++++ AVAILABLE DATA
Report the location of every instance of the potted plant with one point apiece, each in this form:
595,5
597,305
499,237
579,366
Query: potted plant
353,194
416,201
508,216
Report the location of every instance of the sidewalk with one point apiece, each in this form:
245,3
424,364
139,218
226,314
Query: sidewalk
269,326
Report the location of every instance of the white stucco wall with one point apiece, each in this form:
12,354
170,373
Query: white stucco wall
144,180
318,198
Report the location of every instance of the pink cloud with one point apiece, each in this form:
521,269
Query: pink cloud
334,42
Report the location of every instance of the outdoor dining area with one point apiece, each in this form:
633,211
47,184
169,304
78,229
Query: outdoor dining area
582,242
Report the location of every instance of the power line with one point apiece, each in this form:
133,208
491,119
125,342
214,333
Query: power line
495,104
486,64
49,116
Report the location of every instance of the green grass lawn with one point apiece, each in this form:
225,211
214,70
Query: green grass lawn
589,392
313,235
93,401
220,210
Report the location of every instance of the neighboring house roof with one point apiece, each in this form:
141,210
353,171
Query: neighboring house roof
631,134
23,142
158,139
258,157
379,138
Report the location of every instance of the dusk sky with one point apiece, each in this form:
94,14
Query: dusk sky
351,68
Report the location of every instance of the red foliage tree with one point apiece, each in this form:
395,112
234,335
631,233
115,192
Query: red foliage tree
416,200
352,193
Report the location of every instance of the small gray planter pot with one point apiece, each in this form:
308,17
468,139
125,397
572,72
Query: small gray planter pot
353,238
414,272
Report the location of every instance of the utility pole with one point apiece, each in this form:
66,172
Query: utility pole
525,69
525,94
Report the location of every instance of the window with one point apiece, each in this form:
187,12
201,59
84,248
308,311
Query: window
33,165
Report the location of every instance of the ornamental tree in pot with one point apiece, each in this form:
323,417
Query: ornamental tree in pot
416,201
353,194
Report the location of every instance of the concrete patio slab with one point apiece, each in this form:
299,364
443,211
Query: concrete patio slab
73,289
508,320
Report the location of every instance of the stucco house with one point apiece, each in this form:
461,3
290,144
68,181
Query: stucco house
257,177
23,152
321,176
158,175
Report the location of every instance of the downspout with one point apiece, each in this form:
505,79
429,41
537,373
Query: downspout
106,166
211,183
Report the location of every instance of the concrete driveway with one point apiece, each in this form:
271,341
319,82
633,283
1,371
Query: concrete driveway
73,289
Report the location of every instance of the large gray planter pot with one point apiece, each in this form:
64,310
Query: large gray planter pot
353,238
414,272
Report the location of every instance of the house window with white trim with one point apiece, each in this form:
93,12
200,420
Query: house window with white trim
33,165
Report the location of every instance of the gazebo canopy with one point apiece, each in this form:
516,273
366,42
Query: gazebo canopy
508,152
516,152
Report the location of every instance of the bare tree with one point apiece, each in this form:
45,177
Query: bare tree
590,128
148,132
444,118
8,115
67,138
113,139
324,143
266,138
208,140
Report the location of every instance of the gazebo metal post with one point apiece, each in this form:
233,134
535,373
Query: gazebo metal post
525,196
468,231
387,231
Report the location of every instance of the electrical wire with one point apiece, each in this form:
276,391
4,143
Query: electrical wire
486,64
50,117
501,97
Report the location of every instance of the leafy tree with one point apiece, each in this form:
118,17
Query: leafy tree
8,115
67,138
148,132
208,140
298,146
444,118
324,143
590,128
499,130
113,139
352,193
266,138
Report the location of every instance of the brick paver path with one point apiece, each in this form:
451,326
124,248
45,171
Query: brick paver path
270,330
++++++++
## [EXERCISE INSTRUCTIONS]
Set down only the lines running from the line with "Report the location of every instance of the house" to the end of the entries above, both included, exactly as they stand.

## [PROBLEM SOLUTION]
Report the location of every instance of the house window with white trim with one point apiece, each in this form:
93,12
200,420
Query: house window with white trim
33,165
Report the location of every instance of the gazebo canopy with one point apiece, each in this form:
516,273
366,42
Query: gazebo canopy
508,152
516,152
Report the location of every instance of the bare tree with one point apiece, each in this form:
45,177
Query: bare tree
590,128
148,132
444,118
8,115
67,138
113,139
324,143
266,138
208,140
Report the location of every instance of the gazebo metal post with one point apiece, each in this form:
233,134
535,373
Query: gazebo metal post
525,196
468,231
387,231
Report the location of every instance of the electrical wire with one point apiece, each in this form:
276,391
4,143
Query: electrical wire
486,64
50,117
501,97
Report the location of every instance of the leafy tree with one point apiece, each in this form:
118,17
Query: leafy tree
8,115
67,138
148,132
208,140
298,146
444,118
324,143
590,128
499,130
113,139
352,193
266,138
Report the location of every instance of the brick paver path with one point apiece, each in this form:
451,326
124,248
45,171
Query: brick paver path
270,330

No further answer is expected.